Selected passage:
[BEGIN]

On Nov 23, 7:43 pm, "Jason Martin" <[EMAIL PROTECTED]>
wrote:
> Well, after a bit more reading, I now think that bitwise shifting is
> available.  I was confused because all the floating point operations
> are explicitly listed whereas for the integer operations only the
> "atomic" operations are listed.  But, "atomic" just appears to be a
> memory-locking operation.  On page 50 of the CUDA programming guide
> they use a bitwise right shift to demonstrate fast division by 2, so
> clearly it's supported (and takes 4 clock cycles).

CUDA hardware can be programmed in PTX assembly language, as well as
in CUDA's C-like language.

PTX isn't quite a real assembly language; the assembler handles
register allocation, for instance, and several "instructions" are
actually synthesized from simpler instructions.  But it's much closer
to the hardware than CUDA, so it gives a much better idea of what the
hardware can really do.  You can get the PTX reference manual in the
CUDA SDK's.  (I've also put a copy at 
http://sage.math.washington.edu/home/cwitty/ptx_isa_1.2.pdf
.)

[END]

Stated task 1: In the message about CUDA and PTX, why does the writer say that PTX is not quite a real assembly language? Answer in one to three sentences.
Stated task 2: Proceed with the message about CUDA and PTX, beginning after its final sentence.

Provided information:
[BEGIN]

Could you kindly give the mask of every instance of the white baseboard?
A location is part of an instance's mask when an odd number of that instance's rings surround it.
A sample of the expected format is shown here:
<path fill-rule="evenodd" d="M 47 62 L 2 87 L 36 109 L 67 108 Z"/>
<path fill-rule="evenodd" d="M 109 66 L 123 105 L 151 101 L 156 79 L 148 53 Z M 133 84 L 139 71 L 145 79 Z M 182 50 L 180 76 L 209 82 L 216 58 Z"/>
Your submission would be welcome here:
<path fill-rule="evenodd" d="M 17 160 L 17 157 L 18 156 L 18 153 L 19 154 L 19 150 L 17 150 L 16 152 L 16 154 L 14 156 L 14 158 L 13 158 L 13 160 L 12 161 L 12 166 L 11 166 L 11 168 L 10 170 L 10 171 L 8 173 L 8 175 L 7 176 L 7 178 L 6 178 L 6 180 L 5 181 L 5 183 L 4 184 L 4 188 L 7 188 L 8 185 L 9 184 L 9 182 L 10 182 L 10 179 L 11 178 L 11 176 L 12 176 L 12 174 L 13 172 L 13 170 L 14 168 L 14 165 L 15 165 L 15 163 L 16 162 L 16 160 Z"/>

[END]

Task output 1: According to the writer, PTX is not quite a real assembly language because its assembler handles tasks such as register allocation. In addition, several of its "instructions" are actually synthesized from simpler instructions.

Task output 2:
If you read through the PTX reference manual, you see that the
processor does have a full complement of integer instructions.
However, the 32-bit multiply is apparently synthesized from 24-bit
multiplies, which are also directly available: there are two 24x24->32
multiply instructions.  One returns the low 32 bits of the 48-bit
result, the other returns the high 32 bits (so there's a 16-bit
overlap between these results).

My guess, then, is that CUDA would work best with 24-bit limbs (packed
in 32-bit words).  Also, for MPIR, it would probably be better to
program directly in PTX.

(And there's also a note that says that on CUDA hardware that supports
32-bit multiplies, the 32-bit multiply instruction will be fast and
the 24-bit multiply instructions may be slow.  I don't know if such
hardware exists yet, but eventually you might need two CUDA branches,
one with 24-bit limbs and one with 32-bit limbs.)

Carl
--~--~---------~--~----~------------~-------~--~----~
You received this message because you are subscribed to the Google Groups 
"mpir-devel" group.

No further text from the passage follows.